[Entries from a dataset]
§ §

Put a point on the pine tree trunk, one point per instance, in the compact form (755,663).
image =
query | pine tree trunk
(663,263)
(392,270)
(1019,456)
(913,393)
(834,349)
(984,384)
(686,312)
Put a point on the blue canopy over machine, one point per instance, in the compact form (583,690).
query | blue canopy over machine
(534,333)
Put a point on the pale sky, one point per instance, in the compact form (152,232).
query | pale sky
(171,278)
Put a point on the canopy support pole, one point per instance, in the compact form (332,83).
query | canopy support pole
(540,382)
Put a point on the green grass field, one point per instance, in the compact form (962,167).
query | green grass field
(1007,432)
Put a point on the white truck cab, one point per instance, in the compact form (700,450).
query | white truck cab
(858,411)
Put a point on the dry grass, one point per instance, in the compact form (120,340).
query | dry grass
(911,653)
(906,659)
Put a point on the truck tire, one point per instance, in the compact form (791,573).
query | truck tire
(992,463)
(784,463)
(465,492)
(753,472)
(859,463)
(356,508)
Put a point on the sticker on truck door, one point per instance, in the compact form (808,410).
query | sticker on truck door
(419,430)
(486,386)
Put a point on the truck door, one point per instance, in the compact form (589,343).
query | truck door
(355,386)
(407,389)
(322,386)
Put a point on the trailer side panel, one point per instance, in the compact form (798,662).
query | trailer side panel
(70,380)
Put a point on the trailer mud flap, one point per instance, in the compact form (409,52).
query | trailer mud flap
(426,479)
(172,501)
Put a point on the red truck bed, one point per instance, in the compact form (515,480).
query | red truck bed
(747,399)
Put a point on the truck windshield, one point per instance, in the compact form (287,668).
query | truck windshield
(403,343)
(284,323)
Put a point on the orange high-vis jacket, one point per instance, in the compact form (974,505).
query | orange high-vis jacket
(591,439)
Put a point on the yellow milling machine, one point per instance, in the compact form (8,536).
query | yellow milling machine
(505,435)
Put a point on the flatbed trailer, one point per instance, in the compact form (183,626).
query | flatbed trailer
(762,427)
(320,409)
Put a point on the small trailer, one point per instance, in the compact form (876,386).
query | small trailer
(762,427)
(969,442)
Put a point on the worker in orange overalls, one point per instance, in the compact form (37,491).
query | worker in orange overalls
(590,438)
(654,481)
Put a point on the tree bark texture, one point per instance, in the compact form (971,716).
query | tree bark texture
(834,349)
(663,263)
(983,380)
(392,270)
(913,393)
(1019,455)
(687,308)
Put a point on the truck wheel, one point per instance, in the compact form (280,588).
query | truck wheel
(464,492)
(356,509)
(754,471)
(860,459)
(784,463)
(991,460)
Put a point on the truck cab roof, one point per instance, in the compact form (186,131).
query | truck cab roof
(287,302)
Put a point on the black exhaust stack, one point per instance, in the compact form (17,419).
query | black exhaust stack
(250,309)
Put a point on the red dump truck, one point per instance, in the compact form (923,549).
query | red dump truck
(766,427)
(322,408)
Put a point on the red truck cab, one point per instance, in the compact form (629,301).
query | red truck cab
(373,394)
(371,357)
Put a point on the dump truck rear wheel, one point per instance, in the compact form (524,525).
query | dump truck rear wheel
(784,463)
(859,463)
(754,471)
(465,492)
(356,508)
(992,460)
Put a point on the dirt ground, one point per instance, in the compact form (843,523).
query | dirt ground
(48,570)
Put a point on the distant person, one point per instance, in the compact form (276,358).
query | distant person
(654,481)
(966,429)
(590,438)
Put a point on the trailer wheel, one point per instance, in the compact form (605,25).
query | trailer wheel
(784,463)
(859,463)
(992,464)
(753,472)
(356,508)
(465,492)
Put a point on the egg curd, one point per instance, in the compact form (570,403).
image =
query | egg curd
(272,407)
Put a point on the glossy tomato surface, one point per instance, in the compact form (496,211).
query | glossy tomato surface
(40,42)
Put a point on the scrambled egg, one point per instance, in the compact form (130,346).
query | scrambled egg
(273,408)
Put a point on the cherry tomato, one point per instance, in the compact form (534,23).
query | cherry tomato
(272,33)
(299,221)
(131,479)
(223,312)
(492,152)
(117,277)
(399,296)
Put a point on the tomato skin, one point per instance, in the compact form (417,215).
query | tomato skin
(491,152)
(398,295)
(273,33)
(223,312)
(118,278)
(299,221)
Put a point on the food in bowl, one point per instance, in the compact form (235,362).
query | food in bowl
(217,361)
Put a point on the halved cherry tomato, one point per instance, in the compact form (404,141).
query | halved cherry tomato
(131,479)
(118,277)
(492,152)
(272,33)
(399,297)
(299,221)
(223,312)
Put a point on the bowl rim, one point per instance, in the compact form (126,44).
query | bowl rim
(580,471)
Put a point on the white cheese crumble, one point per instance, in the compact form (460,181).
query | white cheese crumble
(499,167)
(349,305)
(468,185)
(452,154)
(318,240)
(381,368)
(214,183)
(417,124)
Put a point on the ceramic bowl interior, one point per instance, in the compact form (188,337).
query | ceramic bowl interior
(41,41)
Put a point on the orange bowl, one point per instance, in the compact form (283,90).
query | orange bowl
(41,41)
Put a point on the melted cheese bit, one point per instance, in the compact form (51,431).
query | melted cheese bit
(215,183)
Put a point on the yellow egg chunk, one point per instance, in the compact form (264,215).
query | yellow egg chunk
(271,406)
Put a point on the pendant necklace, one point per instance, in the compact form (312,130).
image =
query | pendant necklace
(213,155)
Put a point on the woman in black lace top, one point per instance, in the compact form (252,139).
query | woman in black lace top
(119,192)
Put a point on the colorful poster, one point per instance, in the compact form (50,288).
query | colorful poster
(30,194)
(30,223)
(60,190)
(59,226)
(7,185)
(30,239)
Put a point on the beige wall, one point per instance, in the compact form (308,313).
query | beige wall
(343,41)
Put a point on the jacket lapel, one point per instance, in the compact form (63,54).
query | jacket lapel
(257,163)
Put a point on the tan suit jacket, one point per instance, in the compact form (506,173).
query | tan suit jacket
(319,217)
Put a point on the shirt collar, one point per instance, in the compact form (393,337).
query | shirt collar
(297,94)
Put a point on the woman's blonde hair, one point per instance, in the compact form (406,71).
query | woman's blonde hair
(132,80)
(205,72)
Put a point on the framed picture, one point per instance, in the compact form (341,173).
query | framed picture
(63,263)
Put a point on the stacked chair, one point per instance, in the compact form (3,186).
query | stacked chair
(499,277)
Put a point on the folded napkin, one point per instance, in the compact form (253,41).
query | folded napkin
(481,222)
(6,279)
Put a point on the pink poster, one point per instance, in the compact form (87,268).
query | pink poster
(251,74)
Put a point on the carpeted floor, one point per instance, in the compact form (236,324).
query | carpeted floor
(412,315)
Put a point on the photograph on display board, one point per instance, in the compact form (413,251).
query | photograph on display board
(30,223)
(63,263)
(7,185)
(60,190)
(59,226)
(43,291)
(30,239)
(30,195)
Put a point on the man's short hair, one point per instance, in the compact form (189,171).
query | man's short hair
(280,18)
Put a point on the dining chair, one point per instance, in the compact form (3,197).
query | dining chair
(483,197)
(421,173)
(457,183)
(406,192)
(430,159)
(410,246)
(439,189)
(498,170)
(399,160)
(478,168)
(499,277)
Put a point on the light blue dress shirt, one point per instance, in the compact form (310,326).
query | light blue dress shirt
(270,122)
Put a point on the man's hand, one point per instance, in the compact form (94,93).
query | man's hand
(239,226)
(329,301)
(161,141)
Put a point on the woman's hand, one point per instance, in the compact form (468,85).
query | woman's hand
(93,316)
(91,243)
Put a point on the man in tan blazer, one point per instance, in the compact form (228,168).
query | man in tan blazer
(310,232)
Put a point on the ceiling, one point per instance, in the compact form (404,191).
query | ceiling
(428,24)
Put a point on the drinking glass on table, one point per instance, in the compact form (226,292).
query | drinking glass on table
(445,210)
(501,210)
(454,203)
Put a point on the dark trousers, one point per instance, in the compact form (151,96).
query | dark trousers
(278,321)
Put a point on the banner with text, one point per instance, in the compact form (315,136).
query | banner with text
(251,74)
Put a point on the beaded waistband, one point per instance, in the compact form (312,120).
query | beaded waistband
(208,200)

§ §

**Task statement:**
Rewrite the stretch from the line containing "Put a point on the ceiling, one" through the end of the items, swapping "drinking glass" for "water glass" and leaving everything else unchanged.

**Finished exercise:**
Put a point on the ceiling, one point per instance, in the compact form (404,191).
query | ceiling
(428,24)
Put a point on the water glass on table, one point per instance, in the compact form (226,292).
query | water glass on table
(445,210)
(501,210)
(454,203)
Put a point on the dark trousers, one point per instance, in the compact form (151,96).
query | dark trousers
(278,321)
Put a point on the banner with text, one point per instance, in the compact form (315,136).
query | banner with text
(251,74)
Put a point on the beaded waistband, one point per instance, in the compact form (312,120).
query | beaded waistband
(208,200)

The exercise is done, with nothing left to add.